Would you output the entries below only from the line containing "box: [0, 0, 650, 351]" through the line containing "negative clicks: (422, 231)", exactly as they stand and with both ends included?

(THE DATA)

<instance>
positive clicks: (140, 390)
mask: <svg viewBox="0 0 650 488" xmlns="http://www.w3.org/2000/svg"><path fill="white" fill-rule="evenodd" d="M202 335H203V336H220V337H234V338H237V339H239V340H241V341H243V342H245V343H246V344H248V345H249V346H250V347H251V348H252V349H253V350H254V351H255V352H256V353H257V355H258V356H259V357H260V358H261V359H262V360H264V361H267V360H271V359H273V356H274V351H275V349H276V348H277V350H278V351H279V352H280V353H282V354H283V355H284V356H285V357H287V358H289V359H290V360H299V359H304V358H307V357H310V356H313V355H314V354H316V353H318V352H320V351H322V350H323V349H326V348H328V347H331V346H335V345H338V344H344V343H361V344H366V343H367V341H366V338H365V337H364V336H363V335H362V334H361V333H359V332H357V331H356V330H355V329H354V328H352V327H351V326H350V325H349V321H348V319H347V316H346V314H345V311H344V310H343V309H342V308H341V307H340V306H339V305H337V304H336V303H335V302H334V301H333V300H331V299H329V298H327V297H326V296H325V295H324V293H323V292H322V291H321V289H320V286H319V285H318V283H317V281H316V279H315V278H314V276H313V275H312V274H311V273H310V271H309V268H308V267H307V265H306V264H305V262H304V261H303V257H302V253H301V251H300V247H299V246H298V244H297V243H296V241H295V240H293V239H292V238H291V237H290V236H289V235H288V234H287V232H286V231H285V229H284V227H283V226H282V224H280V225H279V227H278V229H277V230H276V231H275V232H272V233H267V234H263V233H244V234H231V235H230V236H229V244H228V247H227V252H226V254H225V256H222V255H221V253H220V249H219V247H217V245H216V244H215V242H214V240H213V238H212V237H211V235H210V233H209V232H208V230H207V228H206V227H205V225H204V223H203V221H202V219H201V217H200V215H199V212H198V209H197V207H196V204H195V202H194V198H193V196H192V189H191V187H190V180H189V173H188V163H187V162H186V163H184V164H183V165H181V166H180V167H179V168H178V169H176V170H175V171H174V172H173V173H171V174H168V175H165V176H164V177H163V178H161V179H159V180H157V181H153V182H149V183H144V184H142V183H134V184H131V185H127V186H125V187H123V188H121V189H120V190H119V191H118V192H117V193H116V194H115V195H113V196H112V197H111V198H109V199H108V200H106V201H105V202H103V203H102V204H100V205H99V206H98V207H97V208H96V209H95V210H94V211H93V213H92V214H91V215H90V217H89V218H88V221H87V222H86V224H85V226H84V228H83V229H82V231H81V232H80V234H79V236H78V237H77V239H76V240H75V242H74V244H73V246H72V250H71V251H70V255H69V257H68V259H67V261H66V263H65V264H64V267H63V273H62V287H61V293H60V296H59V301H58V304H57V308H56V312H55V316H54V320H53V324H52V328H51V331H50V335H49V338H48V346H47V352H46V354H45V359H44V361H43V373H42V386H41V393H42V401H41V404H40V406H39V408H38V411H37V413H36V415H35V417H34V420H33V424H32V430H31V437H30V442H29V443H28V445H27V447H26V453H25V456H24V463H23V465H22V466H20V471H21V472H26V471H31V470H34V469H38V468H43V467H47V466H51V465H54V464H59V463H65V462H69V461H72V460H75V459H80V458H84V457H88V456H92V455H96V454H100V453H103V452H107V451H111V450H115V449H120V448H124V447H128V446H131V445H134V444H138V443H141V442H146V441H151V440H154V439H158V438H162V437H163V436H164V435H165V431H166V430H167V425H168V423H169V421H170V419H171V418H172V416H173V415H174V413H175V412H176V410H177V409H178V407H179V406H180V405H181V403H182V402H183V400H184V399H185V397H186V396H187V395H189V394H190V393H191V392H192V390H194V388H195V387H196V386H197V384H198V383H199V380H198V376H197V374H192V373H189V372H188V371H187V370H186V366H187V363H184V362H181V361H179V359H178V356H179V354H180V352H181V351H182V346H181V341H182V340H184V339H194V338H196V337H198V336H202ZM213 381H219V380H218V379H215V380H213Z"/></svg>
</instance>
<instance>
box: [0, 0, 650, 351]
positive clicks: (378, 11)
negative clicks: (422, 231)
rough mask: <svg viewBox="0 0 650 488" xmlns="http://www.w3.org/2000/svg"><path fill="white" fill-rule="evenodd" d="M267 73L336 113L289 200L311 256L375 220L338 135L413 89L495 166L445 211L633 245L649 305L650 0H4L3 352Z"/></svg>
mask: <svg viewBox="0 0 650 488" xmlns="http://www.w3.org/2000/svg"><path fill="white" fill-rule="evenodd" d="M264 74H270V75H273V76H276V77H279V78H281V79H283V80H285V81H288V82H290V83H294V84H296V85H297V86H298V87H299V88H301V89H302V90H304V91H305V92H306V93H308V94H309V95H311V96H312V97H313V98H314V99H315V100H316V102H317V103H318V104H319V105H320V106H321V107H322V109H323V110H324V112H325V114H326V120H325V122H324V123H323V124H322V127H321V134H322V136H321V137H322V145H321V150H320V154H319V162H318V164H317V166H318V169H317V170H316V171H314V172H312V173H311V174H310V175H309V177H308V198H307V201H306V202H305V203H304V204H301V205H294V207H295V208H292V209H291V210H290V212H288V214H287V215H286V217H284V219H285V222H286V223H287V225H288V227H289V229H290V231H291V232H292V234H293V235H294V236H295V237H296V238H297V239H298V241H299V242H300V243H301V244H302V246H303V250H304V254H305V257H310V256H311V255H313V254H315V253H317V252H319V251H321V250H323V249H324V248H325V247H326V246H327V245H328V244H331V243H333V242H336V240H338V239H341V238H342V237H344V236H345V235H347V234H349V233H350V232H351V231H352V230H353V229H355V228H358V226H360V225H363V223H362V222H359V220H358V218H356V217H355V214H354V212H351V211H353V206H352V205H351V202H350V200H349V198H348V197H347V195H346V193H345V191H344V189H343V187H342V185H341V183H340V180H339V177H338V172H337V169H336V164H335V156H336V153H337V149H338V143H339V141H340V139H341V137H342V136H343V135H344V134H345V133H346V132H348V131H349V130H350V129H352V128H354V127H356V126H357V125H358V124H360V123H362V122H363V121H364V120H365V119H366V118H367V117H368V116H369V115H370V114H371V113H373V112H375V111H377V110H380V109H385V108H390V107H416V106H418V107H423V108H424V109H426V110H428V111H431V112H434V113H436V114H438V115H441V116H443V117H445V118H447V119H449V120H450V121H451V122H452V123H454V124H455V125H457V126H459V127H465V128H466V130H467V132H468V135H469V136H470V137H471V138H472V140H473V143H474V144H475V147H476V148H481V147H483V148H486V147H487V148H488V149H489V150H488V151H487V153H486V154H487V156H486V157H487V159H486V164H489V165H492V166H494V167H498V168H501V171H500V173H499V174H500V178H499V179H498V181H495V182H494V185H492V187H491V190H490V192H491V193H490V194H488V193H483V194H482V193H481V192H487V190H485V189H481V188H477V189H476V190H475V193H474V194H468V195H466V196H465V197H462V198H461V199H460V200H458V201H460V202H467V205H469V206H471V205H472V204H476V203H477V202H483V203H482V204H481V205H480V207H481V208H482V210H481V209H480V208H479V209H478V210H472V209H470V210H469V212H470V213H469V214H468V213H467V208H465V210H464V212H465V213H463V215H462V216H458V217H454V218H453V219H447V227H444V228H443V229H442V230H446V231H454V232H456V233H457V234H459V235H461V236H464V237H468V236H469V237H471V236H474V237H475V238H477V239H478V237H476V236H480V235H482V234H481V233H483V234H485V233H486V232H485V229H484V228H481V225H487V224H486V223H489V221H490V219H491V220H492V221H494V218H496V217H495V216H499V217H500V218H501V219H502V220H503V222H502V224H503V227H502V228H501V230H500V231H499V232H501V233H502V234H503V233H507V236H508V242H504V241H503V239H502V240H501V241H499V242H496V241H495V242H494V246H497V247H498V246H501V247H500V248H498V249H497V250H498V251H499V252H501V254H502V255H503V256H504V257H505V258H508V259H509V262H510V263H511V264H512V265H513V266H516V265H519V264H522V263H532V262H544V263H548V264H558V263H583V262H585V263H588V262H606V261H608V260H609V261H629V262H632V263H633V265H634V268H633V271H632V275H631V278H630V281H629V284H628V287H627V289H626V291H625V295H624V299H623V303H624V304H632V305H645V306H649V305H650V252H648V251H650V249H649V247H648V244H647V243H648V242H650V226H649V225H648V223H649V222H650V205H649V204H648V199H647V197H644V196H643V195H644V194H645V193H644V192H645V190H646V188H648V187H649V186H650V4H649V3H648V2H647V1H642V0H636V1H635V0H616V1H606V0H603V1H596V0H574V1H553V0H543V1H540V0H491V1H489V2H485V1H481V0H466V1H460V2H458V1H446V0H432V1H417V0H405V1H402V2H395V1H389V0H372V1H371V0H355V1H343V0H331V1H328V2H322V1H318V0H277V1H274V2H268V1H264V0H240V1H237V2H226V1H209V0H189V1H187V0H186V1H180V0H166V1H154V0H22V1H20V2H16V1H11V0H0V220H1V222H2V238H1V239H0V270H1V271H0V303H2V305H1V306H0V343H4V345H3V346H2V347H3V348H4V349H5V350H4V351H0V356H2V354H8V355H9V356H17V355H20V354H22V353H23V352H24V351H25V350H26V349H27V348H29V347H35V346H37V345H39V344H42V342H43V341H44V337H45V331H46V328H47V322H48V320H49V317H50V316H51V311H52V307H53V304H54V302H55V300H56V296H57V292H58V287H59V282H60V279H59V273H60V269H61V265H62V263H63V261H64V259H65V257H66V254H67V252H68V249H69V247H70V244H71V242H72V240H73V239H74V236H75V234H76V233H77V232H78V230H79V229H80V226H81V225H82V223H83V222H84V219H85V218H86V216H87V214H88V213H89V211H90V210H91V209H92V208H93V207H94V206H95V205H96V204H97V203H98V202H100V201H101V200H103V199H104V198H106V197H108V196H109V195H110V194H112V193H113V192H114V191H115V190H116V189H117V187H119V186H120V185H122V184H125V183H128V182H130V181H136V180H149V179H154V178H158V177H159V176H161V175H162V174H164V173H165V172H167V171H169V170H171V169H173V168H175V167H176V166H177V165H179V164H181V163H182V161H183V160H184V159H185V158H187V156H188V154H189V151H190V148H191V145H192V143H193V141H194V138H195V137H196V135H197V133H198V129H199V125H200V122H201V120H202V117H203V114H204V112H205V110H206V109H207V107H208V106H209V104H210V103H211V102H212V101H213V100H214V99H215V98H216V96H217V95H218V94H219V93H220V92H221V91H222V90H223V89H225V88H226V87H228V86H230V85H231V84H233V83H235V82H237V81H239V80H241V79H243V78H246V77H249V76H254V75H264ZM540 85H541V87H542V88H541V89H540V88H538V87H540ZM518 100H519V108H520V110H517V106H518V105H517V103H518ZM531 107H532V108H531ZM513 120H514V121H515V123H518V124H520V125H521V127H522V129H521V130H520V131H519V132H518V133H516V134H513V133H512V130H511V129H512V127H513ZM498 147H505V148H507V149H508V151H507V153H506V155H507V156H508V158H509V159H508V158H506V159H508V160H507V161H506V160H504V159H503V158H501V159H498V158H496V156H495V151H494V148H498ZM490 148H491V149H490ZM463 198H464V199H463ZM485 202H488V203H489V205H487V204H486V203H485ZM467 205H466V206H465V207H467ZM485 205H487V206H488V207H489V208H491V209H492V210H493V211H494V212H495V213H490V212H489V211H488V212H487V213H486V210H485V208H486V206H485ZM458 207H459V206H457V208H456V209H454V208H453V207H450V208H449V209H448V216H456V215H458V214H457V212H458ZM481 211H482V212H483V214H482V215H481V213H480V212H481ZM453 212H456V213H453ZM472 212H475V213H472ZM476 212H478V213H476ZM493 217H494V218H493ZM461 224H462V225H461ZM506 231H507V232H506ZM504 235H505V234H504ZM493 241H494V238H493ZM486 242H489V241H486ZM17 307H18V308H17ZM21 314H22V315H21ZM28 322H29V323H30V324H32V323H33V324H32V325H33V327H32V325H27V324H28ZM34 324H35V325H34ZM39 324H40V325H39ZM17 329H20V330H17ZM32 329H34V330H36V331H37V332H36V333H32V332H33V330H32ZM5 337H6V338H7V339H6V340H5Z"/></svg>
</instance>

(End THE DATA)

• RESULT OF THIS TASK:
box: [0, 0, 650, 351]
positive clicks: (378, 11)
negative clicks: (422, 231)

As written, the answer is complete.